What the task asks: Locate the line with "Locate the black" in the material. Copy that line and each one after it, through the last, exactly and with nothing else.

Dataset rows:
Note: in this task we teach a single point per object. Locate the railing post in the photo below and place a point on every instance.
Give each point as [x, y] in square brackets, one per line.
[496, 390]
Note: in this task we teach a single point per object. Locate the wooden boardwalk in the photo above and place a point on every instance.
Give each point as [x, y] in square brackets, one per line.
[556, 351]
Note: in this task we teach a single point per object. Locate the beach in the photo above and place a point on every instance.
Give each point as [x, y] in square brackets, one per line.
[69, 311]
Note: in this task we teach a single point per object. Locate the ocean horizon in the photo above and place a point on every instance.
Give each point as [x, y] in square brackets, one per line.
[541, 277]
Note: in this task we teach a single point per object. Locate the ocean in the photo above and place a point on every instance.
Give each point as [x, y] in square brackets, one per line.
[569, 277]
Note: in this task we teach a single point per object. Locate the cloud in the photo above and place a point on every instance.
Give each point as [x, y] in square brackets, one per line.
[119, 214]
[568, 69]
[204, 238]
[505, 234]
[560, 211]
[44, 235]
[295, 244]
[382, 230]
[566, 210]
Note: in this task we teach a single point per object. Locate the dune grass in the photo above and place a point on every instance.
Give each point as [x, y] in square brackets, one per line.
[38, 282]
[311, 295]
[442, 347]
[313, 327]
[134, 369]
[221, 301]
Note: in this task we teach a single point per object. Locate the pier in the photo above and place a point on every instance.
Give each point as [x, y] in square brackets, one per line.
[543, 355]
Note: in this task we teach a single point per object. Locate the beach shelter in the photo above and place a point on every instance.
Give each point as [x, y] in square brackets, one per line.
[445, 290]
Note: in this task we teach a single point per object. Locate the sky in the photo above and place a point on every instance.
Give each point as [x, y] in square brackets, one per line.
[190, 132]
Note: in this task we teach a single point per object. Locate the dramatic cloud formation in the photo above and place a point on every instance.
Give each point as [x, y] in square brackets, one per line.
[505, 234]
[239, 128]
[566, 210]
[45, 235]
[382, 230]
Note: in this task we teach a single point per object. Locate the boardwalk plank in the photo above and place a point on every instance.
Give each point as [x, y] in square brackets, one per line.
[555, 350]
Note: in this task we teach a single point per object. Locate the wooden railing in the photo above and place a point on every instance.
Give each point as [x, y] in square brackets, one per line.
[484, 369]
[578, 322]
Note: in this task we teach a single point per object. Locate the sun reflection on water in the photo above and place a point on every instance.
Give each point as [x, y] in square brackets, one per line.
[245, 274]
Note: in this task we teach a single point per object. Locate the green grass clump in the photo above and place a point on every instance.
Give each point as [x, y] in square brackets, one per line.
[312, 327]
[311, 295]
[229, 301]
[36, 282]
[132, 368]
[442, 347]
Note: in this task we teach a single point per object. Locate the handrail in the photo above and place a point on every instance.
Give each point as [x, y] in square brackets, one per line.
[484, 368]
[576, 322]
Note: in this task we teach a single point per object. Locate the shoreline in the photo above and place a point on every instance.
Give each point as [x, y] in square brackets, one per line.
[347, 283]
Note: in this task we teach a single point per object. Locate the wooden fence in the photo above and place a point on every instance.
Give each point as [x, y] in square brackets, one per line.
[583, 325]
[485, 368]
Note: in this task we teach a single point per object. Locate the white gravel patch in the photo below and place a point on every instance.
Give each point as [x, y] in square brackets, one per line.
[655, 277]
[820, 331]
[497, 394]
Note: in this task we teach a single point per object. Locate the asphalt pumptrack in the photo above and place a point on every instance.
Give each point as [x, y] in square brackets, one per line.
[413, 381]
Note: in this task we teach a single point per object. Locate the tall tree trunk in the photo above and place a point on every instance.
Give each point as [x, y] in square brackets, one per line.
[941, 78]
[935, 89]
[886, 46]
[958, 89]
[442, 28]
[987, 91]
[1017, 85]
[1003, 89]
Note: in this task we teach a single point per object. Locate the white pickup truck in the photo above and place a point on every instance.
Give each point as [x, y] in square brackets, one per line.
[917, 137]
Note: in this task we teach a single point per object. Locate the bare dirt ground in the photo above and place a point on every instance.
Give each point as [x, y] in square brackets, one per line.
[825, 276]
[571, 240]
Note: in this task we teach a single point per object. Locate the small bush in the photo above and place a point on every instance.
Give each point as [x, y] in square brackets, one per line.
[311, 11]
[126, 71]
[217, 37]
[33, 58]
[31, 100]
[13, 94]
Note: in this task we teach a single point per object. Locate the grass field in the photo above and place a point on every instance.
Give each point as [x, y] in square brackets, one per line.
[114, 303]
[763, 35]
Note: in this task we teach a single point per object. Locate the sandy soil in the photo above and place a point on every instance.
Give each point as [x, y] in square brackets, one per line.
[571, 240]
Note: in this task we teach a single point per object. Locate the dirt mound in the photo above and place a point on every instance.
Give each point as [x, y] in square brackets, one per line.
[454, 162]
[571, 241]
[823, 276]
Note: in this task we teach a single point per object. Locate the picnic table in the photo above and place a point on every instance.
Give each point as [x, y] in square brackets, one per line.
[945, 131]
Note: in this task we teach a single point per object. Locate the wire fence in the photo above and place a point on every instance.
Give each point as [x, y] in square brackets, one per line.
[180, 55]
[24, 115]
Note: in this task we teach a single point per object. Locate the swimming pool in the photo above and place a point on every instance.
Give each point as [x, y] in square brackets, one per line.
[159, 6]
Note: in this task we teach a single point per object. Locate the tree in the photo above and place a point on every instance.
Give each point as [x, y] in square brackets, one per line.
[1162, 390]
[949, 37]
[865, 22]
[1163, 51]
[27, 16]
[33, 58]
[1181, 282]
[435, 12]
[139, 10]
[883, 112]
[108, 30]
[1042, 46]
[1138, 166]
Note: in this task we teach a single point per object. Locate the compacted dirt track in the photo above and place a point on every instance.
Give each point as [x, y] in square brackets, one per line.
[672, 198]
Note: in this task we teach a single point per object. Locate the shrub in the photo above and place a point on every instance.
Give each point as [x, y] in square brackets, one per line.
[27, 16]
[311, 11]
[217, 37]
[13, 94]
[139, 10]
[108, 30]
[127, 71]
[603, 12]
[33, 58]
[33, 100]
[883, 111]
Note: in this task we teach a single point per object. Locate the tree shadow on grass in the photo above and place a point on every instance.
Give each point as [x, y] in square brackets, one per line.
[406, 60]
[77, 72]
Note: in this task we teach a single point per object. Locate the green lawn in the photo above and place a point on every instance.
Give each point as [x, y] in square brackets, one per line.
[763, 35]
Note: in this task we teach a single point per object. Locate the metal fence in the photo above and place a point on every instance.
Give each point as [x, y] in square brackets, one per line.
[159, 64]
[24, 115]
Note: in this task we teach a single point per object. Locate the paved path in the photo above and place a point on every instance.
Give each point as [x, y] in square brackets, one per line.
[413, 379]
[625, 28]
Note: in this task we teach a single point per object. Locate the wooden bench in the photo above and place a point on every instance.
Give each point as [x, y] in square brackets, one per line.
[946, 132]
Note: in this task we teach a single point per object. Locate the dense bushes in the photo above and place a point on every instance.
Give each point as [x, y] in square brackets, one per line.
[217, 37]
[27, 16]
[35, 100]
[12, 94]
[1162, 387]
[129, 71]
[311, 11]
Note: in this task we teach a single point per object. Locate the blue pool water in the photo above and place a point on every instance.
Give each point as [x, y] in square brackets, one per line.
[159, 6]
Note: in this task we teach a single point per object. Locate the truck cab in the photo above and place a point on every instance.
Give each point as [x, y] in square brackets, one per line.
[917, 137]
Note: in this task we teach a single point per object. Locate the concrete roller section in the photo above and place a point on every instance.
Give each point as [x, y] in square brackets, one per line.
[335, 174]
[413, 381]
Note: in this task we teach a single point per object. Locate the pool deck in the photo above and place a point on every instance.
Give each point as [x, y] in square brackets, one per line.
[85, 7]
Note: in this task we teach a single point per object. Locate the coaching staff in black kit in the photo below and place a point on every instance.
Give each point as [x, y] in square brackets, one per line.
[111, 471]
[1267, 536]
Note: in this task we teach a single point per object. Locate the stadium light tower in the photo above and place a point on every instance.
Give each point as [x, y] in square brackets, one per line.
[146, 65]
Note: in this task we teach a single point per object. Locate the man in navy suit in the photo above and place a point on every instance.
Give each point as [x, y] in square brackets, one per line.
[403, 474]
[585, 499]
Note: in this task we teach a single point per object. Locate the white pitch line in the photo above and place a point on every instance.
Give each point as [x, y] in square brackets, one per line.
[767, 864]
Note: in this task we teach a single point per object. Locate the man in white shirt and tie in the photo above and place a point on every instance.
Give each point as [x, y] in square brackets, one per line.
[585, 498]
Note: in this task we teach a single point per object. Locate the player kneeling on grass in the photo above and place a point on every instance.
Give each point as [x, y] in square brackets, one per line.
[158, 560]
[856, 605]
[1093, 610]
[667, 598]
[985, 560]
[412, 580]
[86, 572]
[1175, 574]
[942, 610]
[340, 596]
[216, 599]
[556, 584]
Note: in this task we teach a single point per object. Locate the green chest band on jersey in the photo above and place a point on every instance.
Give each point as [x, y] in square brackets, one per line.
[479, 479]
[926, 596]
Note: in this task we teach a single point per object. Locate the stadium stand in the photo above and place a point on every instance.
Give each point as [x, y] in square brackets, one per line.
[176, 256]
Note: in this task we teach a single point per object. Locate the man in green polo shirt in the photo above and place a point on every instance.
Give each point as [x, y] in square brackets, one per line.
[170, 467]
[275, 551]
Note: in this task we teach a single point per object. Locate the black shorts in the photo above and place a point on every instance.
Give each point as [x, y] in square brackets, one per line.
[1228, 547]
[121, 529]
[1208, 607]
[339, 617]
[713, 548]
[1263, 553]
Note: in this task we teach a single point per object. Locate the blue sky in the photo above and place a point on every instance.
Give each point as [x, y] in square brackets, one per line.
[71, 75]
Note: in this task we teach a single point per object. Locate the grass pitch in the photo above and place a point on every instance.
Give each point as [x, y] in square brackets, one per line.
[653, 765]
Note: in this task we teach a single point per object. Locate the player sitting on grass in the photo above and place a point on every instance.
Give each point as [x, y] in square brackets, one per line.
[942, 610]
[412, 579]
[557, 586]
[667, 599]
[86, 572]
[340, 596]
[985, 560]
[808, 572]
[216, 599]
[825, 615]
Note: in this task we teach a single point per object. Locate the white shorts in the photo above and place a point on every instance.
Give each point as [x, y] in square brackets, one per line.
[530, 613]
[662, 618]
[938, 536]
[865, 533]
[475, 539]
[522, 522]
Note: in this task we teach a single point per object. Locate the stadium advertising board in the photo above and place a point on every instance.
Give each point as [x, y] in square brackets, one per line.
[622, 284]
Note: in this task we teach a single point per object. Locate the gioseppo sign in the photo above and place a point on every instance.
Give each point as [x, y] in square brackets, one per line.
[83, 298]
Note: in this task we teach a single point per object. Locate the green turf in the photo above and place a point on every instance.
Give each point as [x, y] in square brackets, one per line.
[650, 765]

Output:
Note: in this task we teach a single point per object. Locate the black shorts in the photo above and place a point on every instance.
Give each point as [x, y] in square brackets, one per line.
[1228, 547]
[121, 529]
[1208, 607]
[339, 617]
[713, 548]
[1263, 553]
Note: in this task we teach a single point per object. Locate the blue sky in the photo above and place a point on every instance.
Give each point as [x, y] in square brackets, one per line.
[71, 75]
Note: in this task we teach a single point per object. Locate the grass pitch in the photo above and place a point on every instance.
Give each point as [x, y] in square brackets, one per line.
[653, 765]
Note: in this task we teach a single point per object. Locate the player sitting on grass in the photo above and place a point on every instance.
Give each point as [x, y] in square brackets, one per line.
[942, 610]
[412, 579]
[557, 586]
[667, 599]
[86, 572]
[340, 596]
[985, 560]
[808, 572]
[216, 599]
[825, 615]
Note: in this task we teach a single point per object. Locate the white shorts in the photo above and place a point on every instance.
Give each point as [x, y] in square brackets, one per line.
[530, 613]
[662, 618]
[938, 536]
[865, 533]
[475, 539]
[522, 522]
Note: in this task we teach a single point per object. Locate the stadium advertising board in the photo above and place a point on every instance.
Give each point as [x, y] in square brackets, one per line.
[622, 284]
Note: in this task we teach a single point per object. Locate the gioseppo sign in the photo above and place a point on every instance.
Give each point as [x, y] in square brackets, one per line.
[83, 298]
Note: in this task we teach a single point per object. Locate the green turf in the photo above and place a point on every instance.
Give each point as [x, y] in square brackets, one per line.
[650, 765]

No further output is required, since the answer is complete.